GOAL: Reproduce every line of the material below without any changes.

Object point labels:
══════════════════════════════
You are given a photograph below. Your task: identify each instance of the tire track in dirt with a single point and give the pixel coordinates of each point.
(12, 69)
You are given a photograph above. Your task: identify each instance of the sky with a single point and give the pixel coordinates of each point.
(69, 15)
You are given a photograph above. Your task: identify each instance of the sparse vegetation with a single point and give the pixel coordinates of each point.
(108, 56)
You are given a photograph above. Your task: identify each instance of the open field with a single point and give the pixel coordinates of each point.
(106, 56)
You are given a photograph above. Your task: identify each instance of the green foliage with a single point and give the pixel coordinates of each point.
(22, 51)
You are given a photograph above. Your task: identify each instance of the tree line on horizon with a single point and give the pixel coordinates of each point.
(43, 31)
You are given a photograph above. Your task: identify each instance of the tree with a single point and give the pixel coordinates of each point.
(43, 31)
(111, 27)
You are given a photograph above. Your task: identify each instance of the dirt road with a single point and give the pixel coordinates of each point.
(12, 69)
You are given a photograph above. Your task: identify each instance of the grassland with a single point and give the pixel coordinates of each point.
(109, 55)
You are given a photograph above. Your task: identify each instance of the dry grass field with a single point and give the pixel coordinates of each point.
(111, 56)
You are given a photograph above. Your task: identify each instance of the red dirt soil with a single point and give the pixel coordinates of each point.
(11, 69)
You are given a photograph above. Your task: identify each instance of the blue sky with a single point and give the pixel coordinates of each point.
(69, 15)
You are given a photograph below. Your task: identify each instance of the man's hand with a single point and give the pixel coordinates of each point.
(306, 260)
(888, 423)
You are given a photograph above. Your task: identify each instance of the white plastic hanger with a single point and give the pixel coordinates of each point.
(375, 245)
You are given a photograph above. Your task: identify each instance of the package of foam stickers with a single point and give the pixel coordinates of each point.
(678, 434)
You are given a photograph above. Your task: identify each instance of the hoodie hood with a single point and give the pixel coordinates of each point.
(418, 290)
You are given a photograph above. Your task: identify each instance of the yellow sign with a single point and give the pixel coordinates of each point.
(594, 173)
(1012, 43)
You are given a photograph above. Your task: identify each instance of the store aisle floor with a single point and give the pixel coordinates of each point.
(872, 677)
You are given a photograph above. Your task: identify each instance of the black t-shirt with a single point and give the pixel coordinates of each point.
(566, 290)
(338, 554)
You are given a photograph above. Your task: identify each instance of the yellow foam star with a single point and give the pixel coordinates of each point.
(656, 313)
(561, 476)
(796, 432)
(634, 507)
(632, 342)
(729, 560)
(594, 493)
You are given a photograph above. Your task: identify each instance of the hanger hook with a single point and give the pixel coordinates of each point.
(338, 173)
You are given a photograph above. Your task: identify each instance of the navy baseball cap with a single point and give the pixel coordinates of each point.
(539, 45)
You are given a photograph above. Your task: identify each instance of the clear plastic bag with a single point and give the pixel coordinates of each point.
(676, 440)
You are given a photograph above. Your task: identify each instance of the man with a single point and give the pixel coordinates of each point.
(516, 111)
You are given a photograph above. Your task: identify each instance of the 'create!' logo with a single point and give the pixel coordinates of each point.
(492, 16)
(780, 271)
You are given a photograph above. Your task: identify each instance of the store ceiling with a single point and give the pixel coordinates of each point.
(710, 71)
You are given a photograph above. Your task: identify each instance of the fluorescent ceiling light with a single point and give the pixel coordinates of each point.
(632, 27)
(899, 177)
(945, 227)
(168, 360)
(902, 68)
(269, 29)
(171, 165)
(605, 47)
══════════════════════════════
SOLUTION BELOW:
You are given a photograph below. Your task: identify each instance of the tire track in dirt with a single point and give the pixel coordinates of each point.
(12, 69)
You are given a photograph above. Your task: identify each instance of the sky with a single point and give the pixel coordinates of each point.
(69, 15)
You are given a photograph above. Your task: identify each instance of the sparse vegetation with a single point and give the pixel coordinates of each point.
(108, 56)
You are given a photograph above. Your task: identify each instance of the open field with a single point and give the pixel coordinates of each point.
(106, 56)
You are given a photograph above. Your task: identify each instance of the green foliage with a single point and give the pixel coordinates of each point.
(22, 51)
You are given a photograph above. Your task: identify each instance of the tree line on horizon with a single point and give the pixel coordinates of each point.
(43, 31)
You are given a photograph above. Your task: identify each instance of the tree with a single point and give the pixel coordinates of each point.
(43, 31)
(111, 27)
You are given a photograph above. Your task: identify each instance of the dirt road with a single point and give the pixel coordinates of each point.
(12, 69)
You are given a photograph above. Your task: identify each instance of the grassland with a single point and give the pixel coordinates of each point.
(109, 55)
You are given a photograph above. Your task: identify each instance of the dry grass field with a single point and give the pixel coordinates of each point.
(111, 56)
You are given a photograph above. Your task: identify each instance of the red dirt soil with a single point and give the pixel coordinates of each point.
(11, 69)
You are given a photograph above. Your task: identify each instance of the blue sky with a single point and give the pixel coordinates of each point.
(69, 15)
You are given a photograph below. Your task: identify each instance of the man's hand with a single point and give the pixel coordinates of each point.
(306, 260)
(888, 423)
You are given a photograph above. Your task: identify each instance of the white plastic hanger with a single point and give the pixel coordinates of each point.
(375, 245)
You are given a photograph above. Your task: identify each instance of the package of foam stickers with a single point and give the pixel coordinates of each point.
(678, 434)
You are given a photograph above. Your task: identify each instance of the hoodie hood with a single point and give the pixel coordinates of each point.
(418, 290)
You are given a photograph above. Your task: identify each instance of the yellow sign with a single point and give the pixel coordinates of each point.
(594, 173)
(1012, 43)
You are given a photograph above. Your task: identify each instance of the store aisle floor with a single point and give the pixel coordinates of each point.
(872, 677)
You are given a photograph above. Your task: identify each instance of the black t-shirt with a single point and give the pixel coordinates of each point.
(566, 290)
(338, 554)
You are given a photograph above. Your task: identify each instance of the yellow foam star with a single point and give the pixel coordinates of each point.
(656, 313)
(561, 476)
(796, 432)
(634, 507)
(632, 342)
(729, 560)
(594, 493)
You are given a photograph above. Your task: identify each instance of the hanger hook with a single point and give the pixel coordinates of each point.
(338, 173)
You are given a photograph above. Your task: identify each instance of the navy baseball cap with a single point and give the pixel coordinates of each point.
(539, 45)
You are given a photograph above. Your task: identify each instance of the clear plastic bag with a single point and give the pixel coordinates of each point.
(676, 440)
You are given a photograph above. Your task: identify each instance of the man with a single point and give the pixel coordinates of each point.
(516, 111)
You are given a photograph above. Your task: identify each instance of the 'create!' logo with a single point and give the pixel coordinates of each point.
(492, 16)
(780, 271)
You are given a photograph above. Your task: identify each instance of the store ceiling with a single point and give the pixel coordinates of each point.
(710, 71)
You are given a photograph above. Your task: identify each instance of the fluorescent ceiling light with a single point and give the pixel coordinates of each point.
(632, 27)
(899, 177)
(945, 227)
(168, 360)
(902, 68)
(269, 29)
(171, 165)
(605, 47)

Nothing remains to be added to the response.